▸ TASK STATEMENT
Can you pick out every line in the items below that contains the word "alloy" and copy each one? Letter case counts.

___ EXTRACTED ENTRIES ___

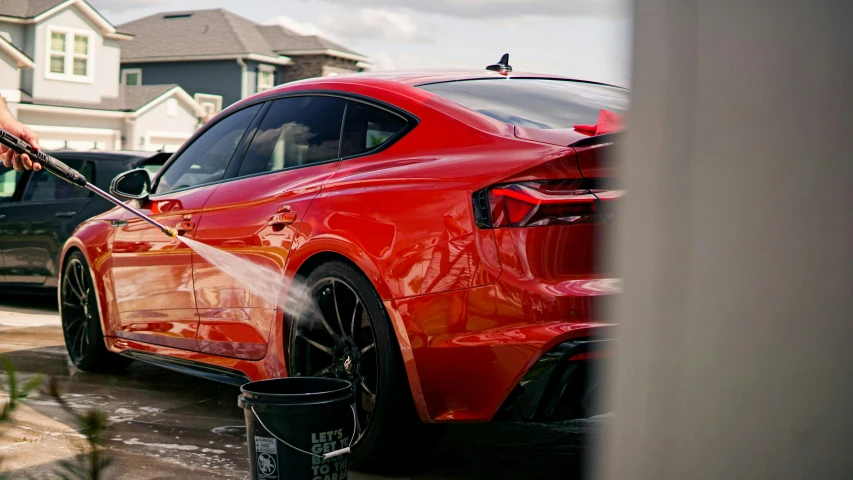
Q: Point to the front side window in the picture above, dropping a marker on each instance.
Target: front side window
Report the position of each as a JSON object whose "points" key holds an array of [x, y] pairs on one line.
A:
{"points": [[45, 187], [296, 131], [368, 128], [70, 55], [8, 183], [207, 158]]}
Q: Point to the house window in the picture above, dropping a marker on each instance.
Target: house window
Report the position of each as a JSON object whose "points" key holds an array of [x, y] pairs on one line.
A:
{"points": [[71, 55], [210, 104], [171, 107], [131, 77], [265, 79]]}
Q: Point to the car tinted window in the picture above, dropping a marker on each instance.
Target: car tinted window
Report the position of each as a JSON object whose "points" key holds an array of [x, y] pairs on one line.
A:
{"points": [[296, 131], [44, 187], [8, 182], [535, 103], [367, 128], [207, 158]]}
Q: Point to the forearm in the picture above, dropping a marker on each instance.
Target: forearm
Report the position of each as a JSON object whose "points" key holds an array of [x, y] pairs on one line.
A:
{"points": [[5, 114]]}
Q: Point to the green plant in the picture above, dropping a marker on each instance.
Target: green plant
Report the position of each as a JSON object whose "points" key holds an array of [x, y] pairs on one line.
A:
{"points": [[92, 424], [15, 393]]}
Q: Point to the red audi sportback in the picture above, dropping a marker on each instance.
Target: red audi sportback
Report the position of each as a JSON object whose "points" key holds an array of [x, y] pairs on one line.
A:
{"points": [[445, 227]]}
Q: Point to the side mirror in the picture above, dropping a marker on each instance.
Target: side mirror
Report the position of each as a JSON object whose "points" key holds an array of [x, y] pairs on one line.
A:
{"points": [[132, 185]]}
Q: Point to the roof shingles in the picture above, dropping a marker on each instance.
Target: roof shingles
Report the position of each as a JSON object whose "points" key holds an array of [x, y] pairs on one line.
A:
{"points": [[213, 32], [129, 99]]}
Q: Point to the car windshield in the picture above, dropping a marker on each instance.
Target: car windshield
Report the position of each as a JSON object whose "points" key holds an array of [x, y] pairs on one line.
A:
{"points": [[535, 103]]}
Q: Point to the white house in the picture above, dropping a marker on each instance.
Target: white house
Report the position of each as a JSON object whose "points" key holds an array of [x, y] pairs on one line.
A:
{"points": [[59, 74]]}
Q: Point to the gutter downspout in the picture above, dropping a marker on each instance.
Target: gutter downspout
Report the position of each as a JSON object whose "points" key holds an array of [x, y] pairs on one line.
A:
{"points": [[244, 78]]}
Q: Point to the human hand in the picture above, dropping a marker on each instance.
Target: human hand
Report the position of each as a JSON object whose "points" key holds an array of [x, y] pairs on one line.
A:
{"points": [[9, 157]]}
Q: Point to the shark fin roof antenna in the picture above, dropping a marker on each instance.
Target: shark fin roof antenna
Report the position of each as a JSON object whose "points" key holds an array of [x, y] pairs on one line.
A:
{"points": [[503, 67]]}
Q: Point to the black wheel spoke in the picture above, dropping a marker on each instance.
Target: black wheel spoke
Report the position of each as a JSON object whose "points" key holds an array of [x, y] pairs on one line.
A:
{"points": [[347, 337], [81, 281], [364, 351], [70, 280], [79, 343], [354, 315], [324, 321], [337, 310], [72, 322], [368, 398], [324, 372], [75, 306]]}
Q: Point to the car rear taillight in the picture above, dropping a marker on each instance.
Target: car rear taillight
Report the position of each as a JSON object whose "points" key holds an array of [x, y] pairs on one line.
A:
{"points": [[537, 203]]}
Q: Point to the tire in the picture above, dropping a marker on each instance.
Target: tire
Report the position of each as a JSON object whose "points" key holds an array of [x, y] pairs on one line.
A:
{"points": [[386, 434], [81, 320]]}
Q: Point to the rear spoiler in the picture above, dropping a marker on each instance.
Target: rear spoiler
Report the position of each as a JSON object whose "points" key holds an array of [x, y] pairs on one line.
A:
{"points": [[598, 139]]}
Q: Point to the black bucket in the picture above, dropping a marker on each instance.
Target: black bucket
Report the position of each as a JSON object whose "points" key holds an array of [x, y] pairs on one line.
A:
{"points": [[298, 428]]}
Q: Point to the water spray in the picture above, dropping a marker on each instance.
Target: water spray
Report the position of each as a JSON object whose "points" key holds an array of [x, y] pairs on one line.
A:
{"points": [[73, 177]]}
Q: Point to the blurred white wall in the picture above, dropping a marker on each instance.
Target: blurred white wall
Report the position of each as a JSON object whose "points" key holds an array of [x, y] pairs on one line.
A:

___
___ EXTRACTED ENTRIES ___

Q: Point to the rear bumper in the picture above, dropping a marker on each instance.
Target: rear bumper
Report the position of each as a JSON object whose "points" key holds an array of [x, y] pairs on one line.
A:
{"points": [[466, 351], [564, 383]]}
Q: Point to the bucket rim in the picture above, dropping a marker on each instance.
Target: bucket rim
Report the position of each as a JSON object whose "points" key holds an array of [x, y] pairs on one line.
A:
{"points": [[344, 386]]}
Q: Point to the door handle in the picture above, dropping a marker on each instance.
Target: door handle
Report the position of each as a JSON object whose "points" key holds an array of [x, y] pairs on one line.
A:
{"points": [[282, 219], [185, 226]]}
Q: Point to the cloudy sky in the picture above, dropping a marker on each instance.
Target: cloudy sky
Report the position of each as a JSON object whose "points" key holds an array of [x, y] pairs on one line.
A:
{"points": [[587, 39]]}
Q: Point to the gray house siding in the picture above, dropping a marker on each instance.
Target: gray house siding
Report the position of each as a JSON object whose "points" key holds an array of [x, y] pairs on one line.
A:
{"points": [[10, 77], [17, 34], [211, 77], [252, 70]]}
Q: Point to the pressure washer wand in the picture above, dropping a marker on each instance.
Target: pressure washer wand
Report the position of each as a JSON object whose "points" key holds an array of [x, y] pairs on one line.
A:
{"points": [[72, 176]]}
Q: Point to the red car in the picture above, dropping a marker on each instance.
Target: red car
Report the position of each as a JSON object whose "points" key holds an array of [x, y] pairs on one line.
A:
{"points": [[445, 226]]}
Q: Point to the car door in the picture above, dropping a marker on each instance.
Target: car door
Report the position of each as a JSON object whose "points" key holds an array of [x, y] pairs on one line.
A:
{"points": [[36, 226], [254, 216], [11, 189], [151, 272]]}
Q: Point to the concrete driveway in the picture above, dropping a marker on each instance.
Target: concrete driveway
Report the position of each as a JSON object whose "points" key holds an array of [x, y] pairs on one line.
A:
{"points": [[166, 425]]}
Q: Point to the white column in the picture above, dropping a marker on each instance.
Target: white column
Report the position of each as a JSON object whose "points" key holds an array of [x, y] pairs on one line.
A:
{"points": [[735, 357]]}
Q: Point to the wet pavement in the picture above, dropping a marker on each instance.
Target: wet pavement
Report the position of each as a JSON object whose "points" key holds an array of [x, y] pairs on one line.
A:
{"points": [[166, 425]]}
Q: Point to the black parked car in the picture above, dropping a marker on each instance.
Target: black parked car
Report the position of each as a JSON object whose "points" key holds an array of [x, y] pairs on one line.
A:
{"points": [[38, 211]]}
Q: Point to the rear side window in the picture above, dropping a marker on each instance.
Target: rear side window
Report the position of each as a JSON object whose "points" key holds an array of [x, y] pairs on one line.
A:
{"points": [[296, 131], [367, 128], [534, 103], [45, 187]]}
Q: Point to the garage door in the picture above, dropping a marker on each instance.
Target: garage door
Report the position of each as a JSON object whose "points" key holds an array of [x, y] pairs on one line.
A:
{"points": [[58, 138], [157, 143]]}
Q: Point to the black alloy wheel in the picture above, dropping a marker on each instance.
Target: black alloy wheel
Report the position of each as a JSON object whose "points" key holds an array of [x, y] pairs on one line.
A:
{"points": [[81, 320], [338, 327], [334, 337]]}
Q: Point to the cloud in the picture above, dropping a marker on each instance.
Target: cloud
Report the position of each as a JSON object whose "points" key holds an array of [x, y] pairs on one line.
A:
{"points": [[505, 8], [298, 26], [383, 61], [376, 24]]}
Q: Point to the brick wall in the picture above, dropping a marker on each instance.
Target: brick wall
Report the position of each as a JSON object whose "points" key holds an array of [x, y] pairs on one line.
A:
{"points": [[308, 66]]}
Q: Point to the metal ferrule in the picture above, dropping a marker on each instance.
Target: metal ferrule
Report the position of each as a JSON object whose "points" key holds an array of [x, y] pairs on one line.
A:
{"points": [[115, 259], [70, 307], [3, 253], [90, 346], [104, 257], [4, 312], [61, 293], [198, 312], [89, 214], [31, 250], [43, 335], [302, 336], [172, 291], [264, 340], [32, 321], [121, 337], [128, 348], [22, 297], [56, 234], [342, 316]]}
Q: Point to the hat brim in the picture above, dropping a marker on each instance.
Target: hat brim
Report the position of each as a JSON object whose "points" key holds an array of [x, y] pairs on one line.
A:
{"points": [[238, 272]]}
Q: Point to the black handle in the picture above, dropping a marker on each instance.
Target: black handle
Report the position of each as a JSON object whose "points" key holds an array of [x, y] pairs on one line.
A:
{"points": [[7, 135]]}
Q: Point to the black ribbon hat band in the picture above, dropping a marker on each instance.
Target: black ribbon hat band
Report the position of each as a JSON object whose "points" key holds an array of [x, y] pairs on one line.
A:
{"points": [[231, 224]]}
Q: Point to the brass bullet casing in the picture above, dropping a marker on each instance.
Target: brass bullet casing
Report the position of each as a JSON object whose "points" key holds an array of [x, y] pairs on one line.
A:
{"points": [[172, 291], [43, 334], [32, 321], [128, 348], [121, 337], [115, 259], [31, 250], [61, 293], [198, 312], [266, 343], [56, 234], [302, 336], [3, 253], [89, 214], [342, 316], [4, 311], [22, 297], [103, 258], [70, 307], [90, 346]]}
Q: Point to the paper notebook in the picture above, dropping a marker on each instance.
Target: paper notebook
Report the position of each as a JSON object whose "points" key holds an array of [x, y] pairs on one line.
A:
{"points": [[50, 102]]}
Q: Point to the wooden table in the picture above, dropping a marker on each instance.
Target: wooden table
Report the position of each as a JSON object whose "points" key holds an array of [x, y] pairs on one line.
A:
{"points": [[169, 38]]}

___
___ EXTRACTED ENTRIES ___

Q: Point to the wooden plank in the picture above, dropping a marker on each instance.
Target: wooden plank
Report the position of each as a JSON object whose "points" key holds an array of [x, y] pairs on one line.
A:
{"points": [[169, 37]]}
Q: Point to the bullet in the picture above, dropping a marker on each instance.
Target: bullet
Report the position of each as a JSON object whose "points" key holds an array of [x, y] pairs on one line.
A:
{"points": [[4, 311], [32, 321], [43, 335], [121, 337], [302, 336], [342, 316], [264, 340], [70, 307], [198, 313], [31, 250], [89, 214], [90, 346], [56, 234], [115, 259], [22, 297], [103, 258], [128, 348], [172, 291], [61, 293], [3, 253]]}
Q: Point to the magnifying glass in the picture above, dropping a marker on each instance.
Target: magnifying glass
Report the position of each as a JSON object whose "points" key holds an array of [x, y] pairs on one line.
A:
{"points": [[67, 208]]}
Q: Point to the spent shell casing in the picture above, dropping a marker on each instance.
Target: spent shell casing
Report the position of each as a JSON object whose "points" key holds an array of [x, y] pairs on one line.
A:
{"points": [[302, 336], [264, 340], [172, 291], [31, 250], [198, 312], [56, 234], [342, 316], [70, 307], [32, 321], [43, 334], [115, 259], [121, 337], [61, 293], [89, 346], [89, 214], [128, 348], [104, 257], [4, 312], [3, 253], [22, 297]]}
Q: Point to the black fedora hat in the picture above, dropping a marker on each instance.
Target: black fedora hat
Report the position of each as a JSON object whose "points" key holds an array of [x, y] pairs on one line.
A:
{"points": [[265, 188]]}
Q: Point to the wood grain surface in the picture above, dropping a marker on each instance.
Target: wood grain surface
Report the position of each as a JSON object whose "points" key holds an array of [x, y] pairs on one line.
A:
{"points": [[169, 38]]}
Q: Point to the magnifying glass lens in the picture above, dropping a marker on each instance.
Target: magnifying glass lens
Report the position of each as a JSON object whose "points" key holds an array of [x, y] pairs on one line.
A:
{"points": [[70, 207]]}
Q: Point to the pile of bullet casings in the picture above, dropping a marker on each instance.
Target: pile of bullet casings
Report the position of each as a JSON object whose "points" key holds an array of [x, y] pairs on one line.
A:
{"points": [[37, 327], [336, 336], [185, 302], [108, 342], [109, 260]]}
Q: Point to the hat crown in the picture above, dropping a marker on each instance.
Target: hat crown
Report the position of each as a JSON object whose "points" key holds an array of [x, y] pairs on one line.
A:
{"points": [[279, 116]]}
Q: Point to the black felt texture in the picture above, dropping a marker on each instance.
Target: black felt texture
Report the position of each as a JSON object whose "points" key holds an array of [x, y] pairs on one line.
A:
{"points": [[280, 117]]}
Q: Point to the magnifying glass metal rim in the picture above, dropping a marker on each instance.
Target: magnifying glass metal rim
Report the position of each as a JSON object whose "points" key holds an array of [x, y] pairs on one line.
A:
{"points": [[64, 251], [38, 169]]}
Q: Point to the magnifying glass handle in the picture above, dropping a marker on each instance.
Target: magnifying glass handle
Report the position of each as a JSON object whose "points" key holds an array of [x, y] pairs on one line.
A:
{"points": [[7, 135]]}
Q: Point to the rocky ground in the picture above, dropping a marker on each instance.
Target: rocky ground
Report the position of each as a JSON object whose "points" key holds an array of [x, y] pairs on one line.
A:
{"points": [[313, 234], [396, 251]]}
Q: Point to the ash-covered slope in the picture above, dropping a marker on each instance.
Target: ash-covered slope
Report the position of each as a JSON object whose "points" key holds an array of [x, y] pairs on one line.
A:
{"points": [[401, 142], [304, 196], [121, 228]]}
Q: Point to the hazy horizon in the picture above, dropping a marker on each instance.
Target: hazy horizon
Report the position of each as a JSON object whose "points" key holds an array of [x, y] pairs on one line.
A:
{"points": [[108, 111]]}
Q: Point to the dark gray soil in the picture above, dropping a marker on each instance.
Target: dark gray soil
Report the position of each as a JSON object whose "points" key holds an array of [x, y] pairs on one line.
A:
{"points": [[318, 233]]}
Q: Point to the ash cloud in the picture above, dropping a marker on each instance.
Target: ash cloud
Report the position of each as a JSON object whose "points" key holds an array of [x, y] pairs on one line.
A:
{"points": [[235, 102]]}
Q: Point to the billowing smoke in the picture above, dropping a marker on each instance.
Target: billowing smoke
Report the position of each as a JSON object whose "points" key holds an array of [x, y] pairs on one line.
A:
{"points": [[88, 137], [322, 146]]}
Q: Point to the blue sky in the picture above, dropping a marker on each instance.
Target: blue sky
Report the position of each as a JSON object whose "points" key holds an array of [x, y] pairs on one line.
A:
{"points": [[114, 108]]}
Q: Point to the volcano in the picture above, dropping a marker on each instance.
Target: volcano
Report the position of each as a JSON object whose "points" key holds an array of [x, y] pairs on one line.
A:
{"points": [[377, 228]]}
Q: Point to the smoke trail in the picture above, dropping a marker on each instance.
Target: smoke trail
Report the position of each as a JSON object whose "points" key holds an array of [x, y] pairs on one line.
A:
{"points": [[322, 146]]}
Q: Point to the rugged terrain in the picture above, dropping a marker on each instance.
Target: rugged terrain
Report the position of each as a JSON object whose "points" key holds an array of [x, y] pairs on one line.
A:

___

▸ CORRECT ANSWER
Q: Point to the black alloy wheel in the picture above, dropping a marker on each instance.
Target: black alloy wheel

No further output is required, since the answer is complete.